> Aim of the task:
Reproduce the listing from the line containing "Task: annotate each instance of the rolled-up" through the end, substituting "folded sleeve" for every occurrence of "rolled-up sleeve" and leaving everything else as it is. Omit the pictures from your answer.

== Supplied data ==

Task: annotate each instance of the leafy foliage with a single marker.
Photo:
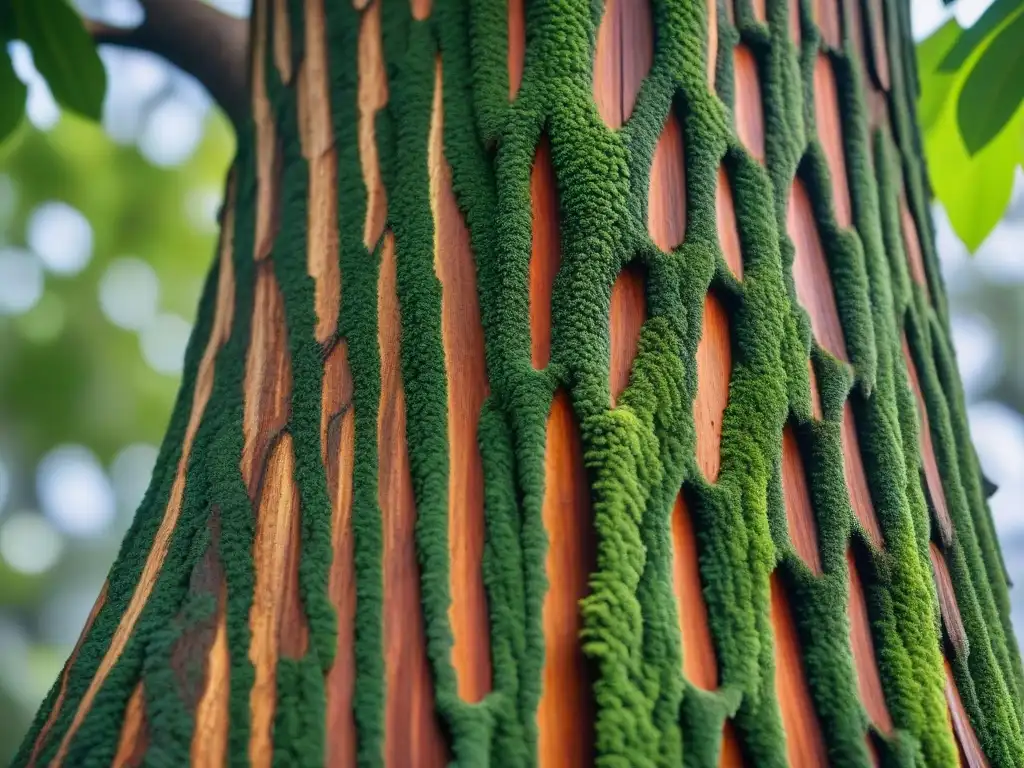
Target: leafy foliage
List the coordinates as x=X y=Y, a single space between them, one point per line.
x=62 y=51
x=972 y=86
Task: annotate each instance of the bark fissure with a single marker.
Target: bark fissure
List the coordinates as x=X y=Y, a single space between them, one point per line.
x=573 y=386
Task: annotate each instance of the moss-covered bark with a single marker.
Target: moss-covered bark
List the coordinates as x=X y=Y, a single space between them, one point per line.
x=455 y=371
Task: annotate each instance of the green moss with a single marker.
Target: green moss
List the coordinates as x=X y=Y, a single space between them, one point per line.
x=638 y=455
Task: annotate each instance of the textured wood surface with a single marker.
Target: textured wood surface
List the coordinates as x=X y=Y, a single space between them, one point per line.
x=667 y=195
x=828 y=124
x=625 y=52
x=749 y=107
x=462 y=337
x=338 y=441
x=271 y=460
x=413 y=735
x=804 y=741
x=951 y=622
x=565 y=717
x=868 y=679
x=699 y=663
x=714 y=370
x=970 y=749
x=799 y=511
x=810 y=273
x=627 y=313
x=725 y=220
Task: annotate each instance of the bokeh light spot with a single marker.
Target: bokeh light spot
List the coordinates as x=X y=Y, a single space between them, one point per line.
x=20 y=281
x=61 y=237
x=45 y=321
x=130 y=472
x=171 y=134
x=164 y=343
x=30 y=544
x=129 y=292
x=75 y=492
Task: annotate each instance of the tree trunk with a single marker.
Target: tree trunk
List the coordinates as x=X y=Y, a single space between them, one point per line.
x=573 y=386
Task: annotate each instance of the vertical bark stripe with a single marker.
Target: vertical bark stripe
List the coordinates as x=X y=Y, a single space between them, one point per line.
x=947 y=599
x=413 y=735
x=69 y=666
x=565 y=715
x=816 y=412
x=933 y=479
x=868 y=679
x=267 y=380
x=267 y=154
x=162 y=541
x=623 y=58
x=372 y=97
x=799 y=510
x=810 y=273
x=804 y=740
x=545 y=253
x=731 y=756
x=826 y=16
x=338 y=437
x=725 y=220
x=911 y=244
x=749 y=110
x=699 y=662
x=967 y=739
x=627 y=314
x=282 y=40
x=271 y=617
x=209 y=745
x=880 y=47
x=421 y=9
x=667 y=195
x=714 y=371
x=462 y=337
x=829 y=131
x=134 y=732
x=316 y=134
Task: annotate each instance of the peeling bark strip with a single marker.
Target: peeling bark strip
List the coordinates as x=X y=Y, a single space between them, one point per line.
x=551 y=410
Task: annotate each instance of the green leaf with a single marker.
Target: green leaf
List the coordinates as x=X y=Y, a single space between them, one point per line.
x=12 y=95
x=935 y=85
x=64 y=53
x=974 y=189
x=994 y=16
x=994 y=88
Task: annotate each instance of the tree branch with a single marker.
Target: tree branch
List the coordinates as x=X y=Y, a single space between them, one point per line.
x=201 y=40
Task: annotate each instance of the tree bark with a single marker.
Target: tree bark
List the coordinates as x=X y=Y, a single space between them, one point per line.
x=573 y=385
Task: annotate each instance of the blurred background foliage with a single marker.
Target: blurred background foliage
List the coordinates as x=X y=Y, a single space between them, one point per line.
x=105 y=235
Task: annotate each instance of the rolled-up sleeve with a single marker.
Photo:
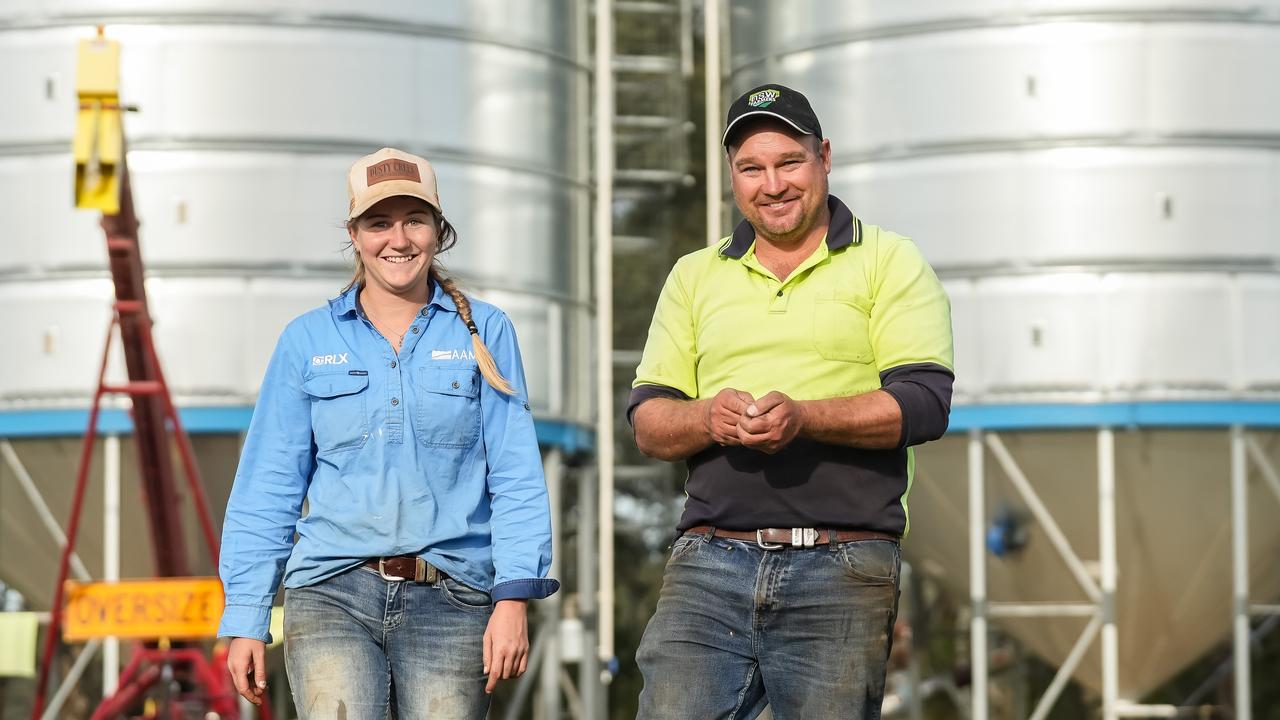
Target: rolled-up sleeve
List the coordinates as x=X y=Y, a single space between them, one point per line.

===

> Result for this task:
Task: annotate each instance of the folded sleeve with a single marker.
Photo:
Target: folded sleeve
List the coordinates as x=X y=Y, a single space between them, one point per line.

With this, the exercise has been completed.